● **AIM OF THE EXERCISE**: Find each line below that contains the string "vegetation", and copy those lines out. Case counts when matching.

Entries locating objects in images
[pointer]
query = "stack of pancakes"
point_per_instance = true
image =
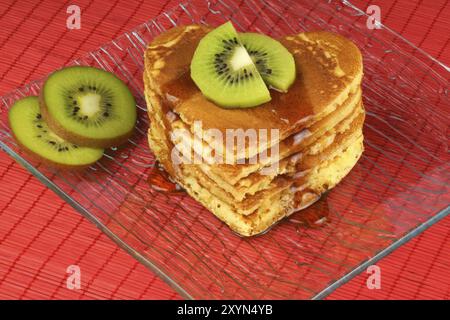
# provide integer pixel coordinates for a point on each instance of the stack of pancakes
(318, 124)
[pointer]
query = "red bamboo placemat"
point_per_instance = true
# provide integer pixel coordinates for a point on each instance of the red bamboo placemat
(40, 235)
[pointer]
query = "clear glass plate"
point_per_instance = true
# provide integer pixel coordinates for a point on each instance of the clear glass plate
(398, 188)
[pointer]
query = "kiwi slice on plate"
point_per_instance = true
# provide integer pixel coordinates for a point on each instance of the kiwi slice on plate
(88, 106)
(36, 138)
(274, 62)
(225, 73)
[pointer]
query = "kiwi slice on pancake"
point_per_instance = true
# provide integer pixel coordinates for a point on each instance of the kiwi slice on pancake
(274, 62)
(88, 106)
(36, 138)
(225, 73)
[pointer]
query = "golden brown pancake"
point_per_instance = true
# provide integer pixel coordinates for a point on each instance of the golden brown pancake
(320, 122)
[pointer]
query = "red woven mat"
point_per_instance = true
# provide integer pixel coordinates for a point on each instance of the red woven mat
(40, 235)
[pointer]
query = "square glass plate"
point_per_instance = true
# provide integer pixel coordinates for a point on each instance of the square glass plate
(398, 188)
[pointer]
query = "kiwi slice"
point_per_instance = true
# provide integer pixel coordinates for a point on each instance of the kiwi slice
(88, 106)
(274, 62)
(224, 71)
(36, 138)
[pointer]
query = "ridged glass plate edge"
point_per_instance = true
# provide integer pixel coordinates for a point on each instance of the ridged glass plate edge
(177, 287)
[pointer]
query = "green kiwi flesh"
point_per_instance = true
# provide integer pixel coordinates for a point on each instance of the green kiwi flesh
(225, 73)
(88, 106)
(33, 134)
(274, 62)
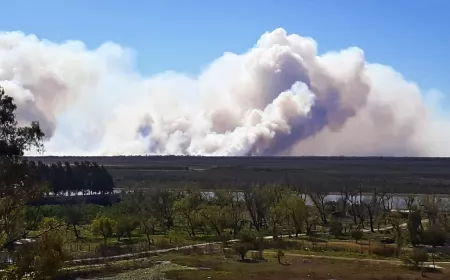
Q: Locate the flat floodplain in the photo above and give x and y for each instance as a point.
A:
(398, 175)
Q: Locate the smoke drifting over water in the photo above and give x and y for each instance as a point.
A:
(278, 98)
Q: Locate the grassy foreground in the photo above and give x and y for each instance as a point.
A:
(294, 267)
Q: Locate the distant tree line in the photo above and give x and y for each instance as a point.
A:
(81, 177)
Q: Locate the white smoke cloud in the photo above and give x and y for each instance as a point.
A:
(278, 98)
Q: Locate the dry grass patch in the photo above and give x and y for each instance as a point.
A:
(296, 268)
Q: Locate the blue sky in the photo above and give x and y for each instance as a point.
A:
(413, 36)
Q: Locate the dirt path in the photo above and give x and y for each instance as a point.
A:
(356, 259)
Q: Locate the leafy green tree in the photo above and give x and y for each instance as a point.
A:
(148, 226)
(19, 180)
(125, 226)
(215, 217)
(276, 216)
(74, 216)
(187, 209)
(103, 226)
(336, 228)
(296, 209)
(42, 257)
(357, 235)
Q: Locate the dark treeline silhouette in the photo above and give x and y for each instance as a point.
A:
(80, 177)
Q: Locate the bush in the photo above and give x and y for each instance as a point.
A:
(336, 229)
(241, 249)
(416, 258)
(383, 251)
(357, 235)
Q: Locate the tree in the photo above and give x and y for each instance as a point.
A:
(148, 226)
(318, 198)
(74, 217)
(43, 257)
(103, 226)
(215, 217)
(19, 181)
(357, 235)
(241, 249)
(417, 258)
(296, 209)
(336, 228)
(125, 226)
(276, 216)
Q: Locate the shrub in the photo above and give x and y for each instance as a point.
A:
(383, 251)
(336, 229)
(357, 235)
(416, 258)
(241, 249)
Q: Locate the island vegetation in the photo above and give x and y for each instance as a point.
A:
(186, 229)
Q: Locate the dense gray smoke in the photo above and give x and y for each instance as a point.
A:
(279, 98)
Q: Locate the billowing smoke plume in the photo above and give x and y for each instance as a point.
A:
(278, 98)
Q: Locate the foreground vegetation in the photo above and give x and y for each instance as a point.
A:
(238, 231)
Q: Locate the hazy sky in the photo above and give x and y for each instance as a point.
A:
(232, 80)
(413, 36)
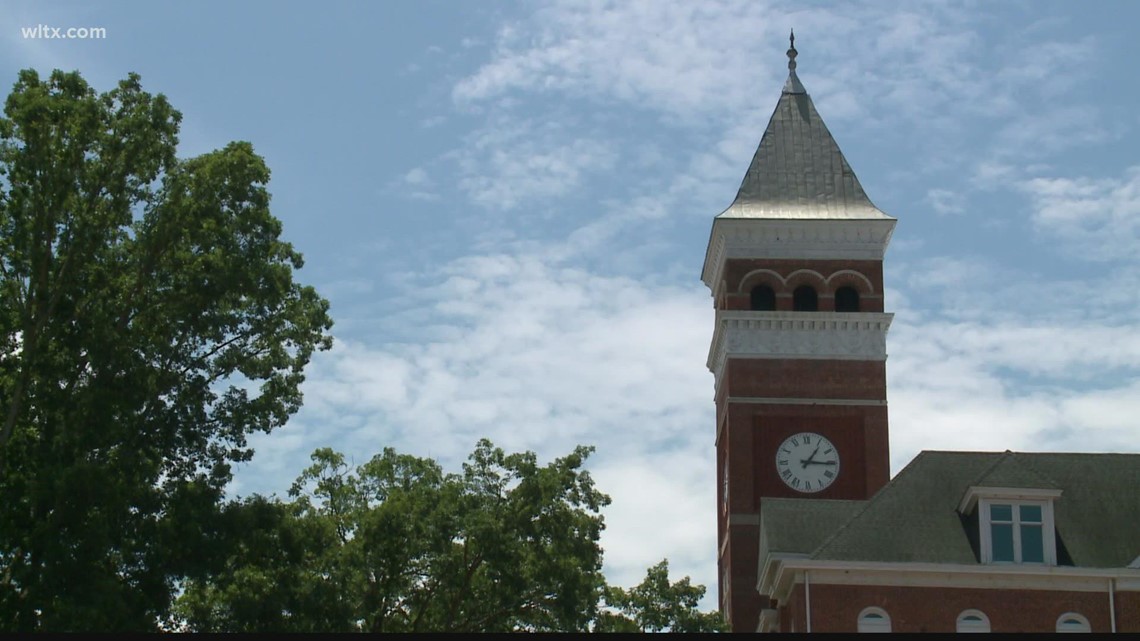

● **ANSWER TO THIS TASK**:
Q: Locate the island vegetation in the photo above and give x and y for each instance as a point.
Q: Locate the foreground vegetation in the photo above and give x and y for each instance as a point.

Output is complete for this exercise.